■ ENTRIES PROVIDED ■
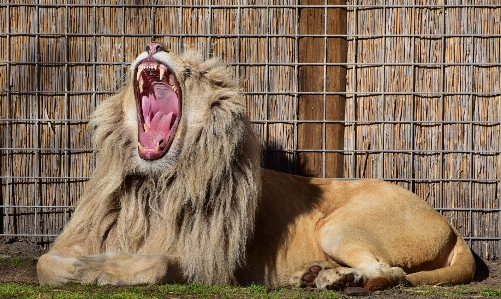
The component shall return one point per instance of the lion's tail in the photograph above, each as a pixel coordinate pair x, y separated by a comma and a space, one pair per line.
461, 269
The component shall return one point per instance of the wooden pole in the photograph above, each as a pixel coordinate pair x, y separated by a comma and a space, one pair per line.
322, 49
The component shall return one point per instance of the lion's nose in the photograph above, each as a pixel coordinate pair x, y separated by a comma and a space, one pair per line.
153, 48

■ OBJECTIVE ■
All entries are to be retyped exactly. Omit any embedded images.

■ ANSWER BELOW ■
The component shall return one point per instance of the lion's tail in the photograph above, each as a pixel coordinate pair x, y separated by a comma and a space, one pair per line.
461, 269
The component shall return one point per instance of the wooden pole in the photograph above, each as a pixel coordinate pair x, y separated by a comma and a space, one pair per line.
322, 49
The component shall return one point per instance of the lion's nose in the photograph above, each as a pixel coordinate pair x, y separated by a comma and a space, one pair per line.
153, 48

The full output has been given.